WRITTEN PROBLEM:
Write out the complete material exactly as it stands.

☆ ☆ ☆ ☆ ☆ ☆ ☆

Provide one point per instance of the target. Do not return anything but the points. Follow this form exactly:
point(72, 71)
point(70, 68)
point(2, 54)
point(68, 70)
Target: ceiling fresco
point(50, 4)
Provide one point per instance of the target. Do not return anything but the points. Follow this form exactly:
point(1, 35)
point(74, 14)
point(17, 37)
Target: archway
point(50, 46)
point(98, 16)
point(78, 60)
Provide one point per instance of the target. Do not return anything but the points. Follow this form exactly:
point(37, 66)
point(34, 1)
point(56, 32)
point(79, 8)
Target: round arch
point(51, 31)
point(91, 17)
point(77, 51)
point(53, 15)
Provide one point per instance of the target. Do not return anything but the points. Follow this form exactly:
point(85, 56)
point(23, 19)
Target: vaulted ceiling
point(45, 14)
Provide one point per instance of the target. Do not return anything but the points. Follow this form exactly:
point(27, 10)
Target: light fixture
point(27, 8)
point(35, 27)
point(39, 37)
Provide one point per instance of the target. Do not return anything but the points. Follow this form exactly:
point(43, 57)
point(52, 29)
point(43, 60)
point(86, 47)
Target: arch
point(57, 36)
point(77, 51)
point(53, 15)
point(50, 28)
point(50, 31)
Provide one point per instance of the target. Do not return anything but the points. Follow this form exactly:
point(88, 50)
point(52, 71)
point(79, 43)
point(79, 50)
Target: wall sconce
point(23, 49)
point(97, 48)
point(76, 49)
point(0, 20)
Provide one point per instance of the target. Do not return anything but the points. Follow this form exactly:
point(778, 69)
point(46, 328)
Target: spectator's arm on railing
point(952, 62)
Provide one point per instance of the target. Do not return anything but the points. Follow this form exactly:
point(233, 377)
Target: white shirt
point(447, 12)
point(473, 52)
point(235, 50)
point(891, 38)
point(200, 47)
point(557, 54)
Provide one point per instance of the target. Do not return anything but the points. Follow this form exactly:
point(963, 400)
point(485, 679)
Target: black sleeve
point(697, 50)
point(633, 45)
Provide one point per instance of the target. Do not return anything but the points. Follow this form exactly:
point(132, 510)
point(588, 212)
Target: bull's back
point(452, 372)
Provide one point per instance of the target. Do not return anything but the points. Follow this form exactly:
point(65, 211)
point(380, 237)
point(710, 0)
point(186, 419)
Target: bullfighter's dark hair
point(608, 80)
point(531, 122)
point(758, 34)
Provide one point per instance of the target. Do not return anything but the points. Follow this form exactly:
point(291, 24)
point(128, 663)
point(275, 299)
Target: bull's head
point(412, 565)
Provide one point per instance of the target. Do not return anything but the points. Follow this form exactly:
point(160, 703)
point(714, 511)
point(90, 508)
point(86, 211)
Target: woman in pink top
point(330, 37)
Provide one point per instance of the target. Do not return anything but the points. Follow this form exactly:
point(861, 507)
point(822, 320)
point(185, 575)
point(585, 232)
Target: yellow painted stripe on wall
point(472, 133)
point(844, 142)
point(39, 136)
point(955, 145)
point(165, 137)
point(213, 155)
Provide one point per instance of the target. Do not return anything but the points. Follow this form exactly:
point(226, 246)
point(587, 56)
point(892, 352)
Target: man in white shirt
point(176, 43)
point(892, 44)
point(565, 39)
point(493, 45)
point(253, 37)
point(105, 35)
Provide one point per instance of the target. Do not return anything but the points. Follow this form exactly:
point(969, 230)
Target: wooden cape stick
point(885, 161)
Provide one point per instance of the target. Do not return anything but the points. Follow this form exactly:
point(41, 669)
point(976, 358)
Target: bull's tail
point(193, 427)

☆ ☆ ☆ ☆ ☆ ☆ ☆

WRITTEN RESPONSE:
Provide one point per instance of the target. Do not return anything but the points. Follow this form exactly:
point(72, 71)
point(70, 68)
point(2, 54)
point(68, 70)
Target: ceiling fresco
point(50, 4)
Provide one point per instance of the target. Do not return anything but the points. Follow this form exactly:
point(1, 35)
point(74, 14)
point(17, 37)
Target: archway
point(50, 46)
point(98, 16)
point(78, 60)
Provide one point per instance of the target. Do not return anything but the points. Follow this form exactly:
point(37, 66)
point(34, 1)
point(56, 32)
point(79, 8)
Target: round arch
point(51, 31)
point(91, 17)
point(77, 51)
point(53, 15)
Provide one point per instance of the target. Do not return anything but the points. Follow this form exactly:
point(85, 56)
point(23, 19)
Target: vaulted ceiling
point(45, 14)
Provide one point per instance of the target. Do not return anything but the points. Follow this form exactly:
point(27, 10)
Target: light fixture
point(27, 8)
point(35, 27)
point(39, 37)
Provide one point per instance of the target. Do not return anything but the points. Follow this form exactly:
point(43, 57)
point(52, 29)
point(43, 60)
point(86, 47)
Target: arch
point(57, 36)
point(77, 51)
point(53, 15)
point(50, 28)
point(50, 31)
Provide one point per instance of the target. Do not return anything but the points. Follow this form exactly:
point(88, 50)
point(52, 71)
point(79, 43)
point(79, 50)
Target: wall sconce
point(23, 49)
point(97, 48)
point(76, 49)
point(0, 20)
Provide one point per instance of the target. Do not return anything but the points. Follow this form exactly:
point(778, 69)
point(46, 328)
Target: spectator's arm on railing
point(952, 62)
Provide one point per instance of the target. Do not return anything but the points. Follow this form exactly:
point(233, 377)
Target: white shirt
point(447, 12)
point(473, 52)
point(235, 50)
point(891, 38)
point(200, 47)
point(557, 54)
Provide one point per instance of the target. Do not return anything but the points. Follow this form exactly:
point(963, 400)
point(485, 679)
Target: black sleeve
point(697, 50)
point(633, 45)
Provide one point per instance of the target. Do not return anything but the points. Follow this form exactly:
point(132, 510)
point(588, 212)
Target: bull's back
point(452, 372)
Provide one point per instance of the target. Do not return anything but the points. Follow this form exactly:
point(65, 211)
point(380, 237)
point(710, 0)
point(186, 419)
Target: bullfighter's dark hair
point(608, 80)
point(531, 122)
point(758, 34)
Provide one point per instance of the target. Do not return anything but the points. Follow this form exactly:
point(291, 24)
point(128, 663)
point(275, 299)
Target: bull's head
point(412, 565)
Provide one point per instance of the target. Do not return anything but the points. Follow this form exactly:
point(160, 703)
point(714, 511)
point(90, 508)
point(86, 211)
Target: woman in pink top
point(330, 37)
Provide one point per instance of the target. Do not return anything but the points. Follow this form exactly:
point(861, 507)
point(822, 320)
point(185, 575)
point(585, 232)
Target: yellow painted stripe on wall
point(472, 133)
point(844, 142)
point(39, 136)
point(955, 145)
point(165, 137)
point(213, 155)
Provide one point per instance of the target. Do not return anything but the points. Follow this form exactly:
point(226, 246)
point(587, 56)
point(892, 352)
Target: man in white shirt
point(176, 43)
point(892, 44)
point(565, 39)
point(493, 45)
point(253, 37)
point(105, 35)
Provide one point per instance of the target. Do not return anything but the points. Follow this form exactly:
point(969, 230)
Target: wooden cape stick
point(885, 161)
Provide one point per instance of the target. Do not return anything but the points. Follow this form exactly:
point(41, 669)
point(976, 358)
Target: bull's tail
point(193, 427)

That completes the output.